**Do this**
Arrange the items below as a numbered list, skipping any blank lines. Leave the pictures out of your answer.
::: Material for this exercise :::
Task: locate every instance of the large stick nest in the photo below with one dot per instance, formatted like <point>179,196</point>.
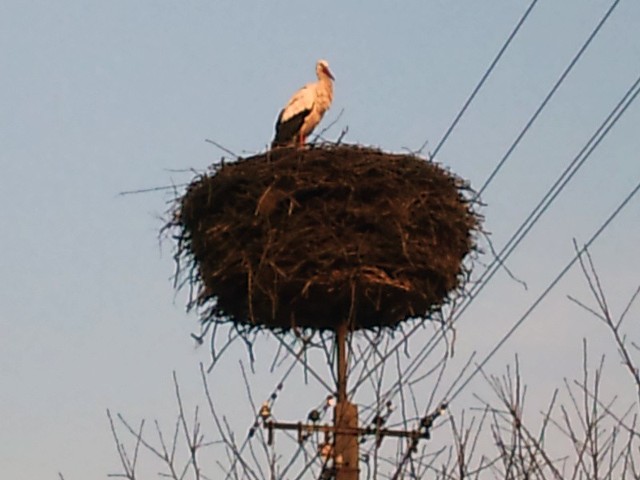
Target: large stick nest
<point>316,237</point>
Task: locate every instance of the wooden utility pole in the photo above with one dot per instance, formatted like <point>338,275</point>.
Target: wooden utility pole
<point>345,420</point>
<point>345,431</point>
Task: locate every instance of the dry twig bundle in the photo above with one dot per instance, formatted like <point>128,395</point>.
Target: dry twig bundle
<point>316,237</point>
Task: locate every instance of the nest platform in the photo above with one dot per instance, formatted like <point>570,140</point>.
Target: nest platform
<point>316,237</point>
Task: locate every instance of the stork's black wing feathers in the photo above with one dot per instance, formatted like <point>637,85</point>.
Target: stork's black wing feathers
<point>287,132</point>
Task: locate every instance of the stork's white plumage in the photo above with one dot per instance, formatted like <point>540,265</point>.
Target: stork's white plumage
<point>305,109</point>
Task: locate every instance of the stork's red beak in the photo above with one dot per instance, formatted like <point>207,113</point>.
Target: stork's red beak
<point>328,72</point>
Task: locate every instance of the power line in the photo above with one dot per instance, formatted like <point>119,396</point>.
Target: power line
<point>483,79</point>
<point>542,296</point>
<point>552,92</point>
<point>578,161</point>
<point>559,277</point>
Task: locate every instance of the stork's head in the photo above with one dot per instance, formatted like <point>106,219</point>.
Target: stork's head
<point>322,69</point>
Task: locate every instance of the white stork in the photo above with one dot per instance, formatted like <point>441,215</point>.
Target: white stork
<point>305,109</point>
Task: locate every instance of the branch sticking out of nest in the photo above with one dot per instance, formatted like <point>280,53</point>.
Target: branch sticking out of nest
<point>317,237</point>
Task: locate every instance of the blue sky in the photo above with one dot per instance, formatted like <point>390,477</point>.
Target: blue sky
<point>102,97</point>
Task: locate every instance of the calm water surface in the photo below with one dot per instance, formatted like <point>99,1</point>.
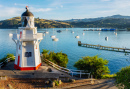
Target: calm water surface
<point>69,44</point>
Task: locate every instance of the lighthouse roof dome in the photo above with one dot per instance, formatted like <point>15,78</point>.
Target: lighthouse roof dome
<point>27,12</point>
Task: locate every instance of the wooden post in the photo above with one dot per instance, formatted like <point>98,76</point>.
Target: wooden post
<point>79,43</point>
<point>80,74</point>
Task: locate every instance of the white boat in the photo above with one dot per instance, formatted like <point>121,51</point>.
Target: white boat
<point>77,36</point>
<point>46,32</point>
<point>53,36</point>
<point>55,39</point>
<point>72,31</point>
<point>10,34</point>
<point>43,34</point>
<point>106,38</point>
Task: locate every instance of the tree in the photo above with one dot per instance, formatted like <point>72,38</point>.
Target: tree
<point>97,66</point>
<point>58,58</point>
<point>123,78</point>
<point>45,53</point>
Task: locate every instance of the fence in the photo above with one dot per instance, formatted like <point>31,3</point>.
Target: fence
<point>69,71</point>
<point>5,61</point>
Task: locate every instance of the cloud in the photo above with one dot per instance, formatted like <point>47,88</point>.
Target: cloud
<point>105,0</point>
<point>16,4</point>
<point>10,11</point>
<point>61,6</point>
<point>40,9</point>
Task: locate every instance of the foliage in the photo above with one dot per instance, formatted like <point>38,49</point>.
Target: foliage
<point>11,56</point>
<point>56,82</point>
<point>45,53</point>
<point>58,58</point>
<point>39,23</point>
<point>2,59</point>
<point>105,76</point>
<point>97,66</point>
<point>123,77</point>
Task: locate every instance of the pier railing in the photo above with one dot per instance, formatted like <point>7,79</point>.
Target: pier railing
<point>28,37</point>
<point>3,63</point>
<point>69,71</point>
:::
**Written answer**
1. Task: locate every instance of the large stick nest in the photo below with one dot per instance, formatted like <point>179,196</point>.
2. Target: large stick nest
3. <point>316,237</point>
4. Task: locate every instance of the wooden utility pole in the photo above with one dot per instance, formatted like <point>338,275</point>.
5. Target: wooden utility pole
6. <point>345,420</point>
7. <point>345,431</point>
8. Task: locate every instance of the dry twig bundle in the photo above with one dot per instance, formatted like <point>128,395</point>.
9. Target: dry twig bundle
10. <point>316,237</point>
11. Task: locate every instance of the nest platform in the photo above with one dot per instance, formatted like <point>570,140</point>.
12. Target: nest platform
13. <point>316,237</point>
14. Task: locate every instance of the stork's black wing feathers in the photo above with one dot per instance, formatted like <point>637,85</point>.
15. Target: stork's black wing feathers
16. <point>287,132</point>
17. Task: locate every instance of the stork's white plumage in the photo above with one dot per instance, formatted like <point>540,265</point>.
18. Target: stork's white plumage
19. <point>305,109</point>
20. Task: locate every instance of the stork's red beak in the photo above with one dot per instance, formatted like <point>207,113</point>.
21. Target: stork's red beak
22. <point>328,72</point>
23. Task: locate every instance of the power line in the photo above with one dot per instance, formatted like <point>119,396</point>.
24. Target: power line
25. <point>483,79</point>
26. <point>542,296</point>
27. <point>552,92</point>
28. <point>578,161</point>
29. <point>559,277</point>
30. Task: locate every instance of the stork's head in the photo above with one dot per instance, formatted like <point>106,219</point>.
31. Target: stork's head
32. <point>322,69</point>
33. Task: locate every instance of the white stork in the photo above with one dot per instance, formatted like <point>441,215</point>.
34. Target: white stork
35. <point>305,109</point>
36. Task: locate every instance of the branch sticking out of nest in the photo above with one dot per instance, formatted like <point>280,53</point>.
37. Target: branch sticking out of nest
38. <point>317,237</point>
39. Task: locate every instance of the blue sky in the photo above with one dot per instance, formatted like <point>390,477</point>.
40. Target: blue sky
41. <point>102,97</point>
42. Task: locate every instance of the calm water surface in the photo below with one dot per instance, formatted like <point>99,1</point>.
43. Target: calm water surface
44. <point>69,44</point>
45. Task: locate every instance of the lighthouse roof dome in the photo above with one dot per instance, formatted like <point>15,78</point>.
46. Target: lighthouse roof dome
47. <point>27,12</point>
48. Task: locate every instance of the wooden post in the photo above with one dot per instance, formatted like <point>98,76</point>.
49. Target: wooden post
50. <point>79,43</point>
51. <point>80,74</point>
52. Task: locate every instance of the white boat in the photo above with one dot per instance, formatted like <point>121,51</point>.
53. Target: white boat
54. <point>77,36</point>
55. <point>46,32</point>
56. <point>53,36</point>
57. <point>55,39</point>
58. <point>72,31</point>
59. <point>10,34</point>
60. <point>43,34</point>
61. <point>106,38</point>
62. Task: locate every instance of the tree in the photo above with one dot per instance, formatted like <point>72,38</point>.
63. Target: tree
64. <point>97,66</point>
65. <point>58,58</point>
66. <point>123,78</point>
67. <point>45,53</point>
68. Task: locate every instance of the fence in the photo above with one dot per instance, formatted like <point>31,3</point>.
69. Target: fence
70. <point>69,71</point>
71. <point>5,61</point>
72. Task: locate every instance of the cloud in the photo above with one dot per instance, formatted like <point>47,88</point>.
73. Target: cloud
74. <point>105,0</point>
75. <point>16,4</point>
76. <point>10,11</point>
77. <point>61,6</point>
78. <point>40,9</point>
79. Task: locate every instance of the foliage in the photo above with one dot per instance, formatted like <point>38,49</point>.
80. Target: foliage
81. <point>11,56</point>
82. <point>56,82</point>
83. <point>45,53</point>
84. <point>58,58</point>
85. <point>39,23</point>
86. <point>2,59</point>
87. <point>105,76</point>
88. <point>97,66</point>
89. <point>123,77</point>
90. Task: locate every instance of the pier railing in the photo above with one dot per instance, formatted like <point>7,79</point>.
91. Target: pier railing
92. <point>28,37</point>
93. <point>3,63</point>
94. <point>69,71</point>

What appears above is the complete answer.